> ŹRÓDŁO:
■ ■ ■ ■
Strona 1 z 1

spadaja obroty, duze spalanie

: ndz maja 11, 2008 17:14
autor: cocaine!
witam
po remoncie mego cuda (2.0 8v) mam problemy m.in spadaja mi obroty na luzie,przy redukcji biegow spadaja i silnik gasnie!
komputer wskazuje mi spalanie na poziomie 55 litrow! i faktycznie wciaga to paliwo w zastraszajacym tempie. silniczek krokowy,przepustnica i cala masa innych rzeczy przeczyszczona.
zalewa swiece czesto
i silnik chodzi na ssaniu prawie przez caly czas.
co moze byc przyczyna?
lambda czy cos takiego?

: ndz maja 11, 2008 18:34
autor: Fahoo
pewnie lambda dlatego zalewa sprawdź przewód na początek lub goń na oscyloskop i bedzie wiadomo koszt 20 zl a diagnoza vag od 50zl osobiscie podpiął bym sie pod vaga moze jeszcze jakies inne błedy wyskoczą

: ndz maja 11, 2008 18:38
autor: cocaine!
a jak mam sprawdzic ze sie tak zapytam?
da sie domowymi sposobami?

: ndz maja 11, 2008 20:27
autor: Paweł Marek
akurat w tym silniczku samo w sobie uszkodzenia lambdy takiego spalania nie spowoduje. Wiem to stąd bo zdarzyło mi się zrobić 500 km z urwanym kablem sondy i.....właściwie nic.
Więc po pierwsze jaka jest pewność że remont się udał (na czym polegał?). Po drugie zacząłbym od upewnienia się co do ustawienia rozrządu. uszkodzony silniczek krokowy nie wpłynie na spalanie, najwyżej na gaśnięcie. Do sprawdzenia czujnik temperatury i przepływomierz. Wystarczy mieć tani miernik uniwersalny.
A żeby nie było łatwo to przytoczę co się stało parę dni temu w gTI z 2E żonki. Otóż pojawiły się nierówne wolne obroty, jakby choidził na 3 cylindry i spadła moc. Myślałem że spalił się jeden z wtryskiwaczy. A tu guzik, nie spalił się tylko zawiesił i lał benzyną jak głupi.

: ndz maja 11, 2008 22:36
autor: Fahoo
proponuję jednak podpiąć się pod VAG-a i zobaczyc błędy a dopiero kombinować i wymyślać historie

: ndz maja 11, 2008 22:46
autor: Paweł Marek
A ja wręcz przeciwnie. Ponieważ to stary wtrysk i VAG wykaże niewiele więcej niż można się dowiedzieć używając miernika. Chyba że powiedzmy ma się za darmo dostęp.
■ ■ ■ ■
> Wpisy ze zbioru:
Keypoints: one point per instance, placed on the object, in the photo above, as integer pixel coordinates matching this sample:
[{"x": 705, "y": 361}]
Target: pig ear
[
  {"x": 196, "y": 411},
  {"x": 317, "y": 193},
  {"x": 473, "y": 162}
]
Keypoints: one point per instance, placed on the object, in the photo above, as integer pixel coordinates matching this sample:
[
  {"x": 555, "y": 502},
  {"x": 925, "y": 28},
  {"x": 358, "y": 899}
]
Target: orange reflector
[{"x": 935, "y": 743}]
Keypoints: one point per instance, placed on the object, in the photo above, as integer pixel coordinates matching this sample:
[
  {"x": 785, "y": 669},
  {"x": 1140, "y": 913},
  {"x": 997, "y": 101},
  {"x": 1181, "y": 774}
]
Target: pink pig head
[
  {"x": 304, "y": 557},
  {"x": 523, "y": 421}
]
■ ■ ■ ■
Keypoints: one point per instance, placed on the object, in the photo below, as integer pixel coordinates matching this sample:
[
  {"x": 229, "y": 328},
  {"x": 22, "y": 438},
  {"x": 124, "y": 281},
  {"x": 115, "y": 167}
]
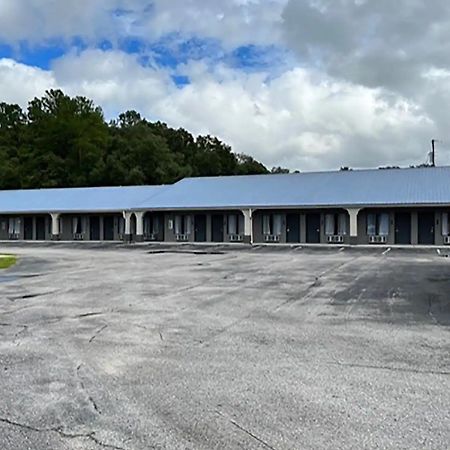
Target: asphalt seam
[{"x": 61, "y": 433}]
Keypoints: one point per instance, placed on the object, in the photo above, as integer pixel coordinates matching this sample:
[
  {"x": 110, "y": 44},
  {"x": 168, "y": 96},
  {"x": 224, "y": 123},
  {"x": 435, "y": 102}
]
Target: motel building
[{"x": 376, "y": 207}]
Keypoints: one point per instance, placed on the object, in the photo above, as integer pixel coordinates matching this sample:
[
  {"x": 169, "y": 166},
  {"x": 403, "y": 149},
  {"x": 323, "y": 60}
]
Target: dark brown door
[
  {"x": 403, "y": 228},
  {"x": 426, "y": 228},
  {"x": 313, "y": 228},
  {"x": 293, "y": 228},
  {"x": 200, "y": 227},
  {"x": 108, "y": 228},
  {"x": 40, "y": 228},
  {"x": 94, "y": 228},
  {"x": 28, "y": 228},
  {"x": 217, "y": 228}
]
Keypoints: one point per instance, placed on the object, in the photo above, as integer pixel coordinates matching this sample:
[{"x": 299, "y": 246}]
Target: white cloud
■ ■ ■ ■
> TREŚĆ ZADANIA A: Na podstawie wątku na forum wyjaśnij, dlaczego Paweł Marek uważa, że w tym silniku samo uszkodzenie sondy lambda nie wywoła tak dużego spalania.
> TREŚĆ ZADANIA B:
Odpowiedz krótko na podstawie wątku na forum:
(i) Jakie spalanie wskazuje komputer w samochodzie użytkownika cocaine!?
(ii) Od jakiej kwoty według Fahoo zaczyna się koszt diagnozy VAG?
(iii) Co ostatecznie stało się z wtryskiwaczem w GTI z silnikiem 2E?

> WYNIK ZADANIA A: Paweł Marek opiera się na własnym doświadczeniu. Przejechał 500 km z urwanym kablem sondy i właściwie nic się nie stało, więc jego zdaniem sama usterka lambdy nie tłumaczy takiego spalania.

> WYNIK ZADANIA B:
(i) 55 litrów.
(ii) Od 50 zł.
(iii) Nie spalił się, tylko zawiesił i lał benzyną.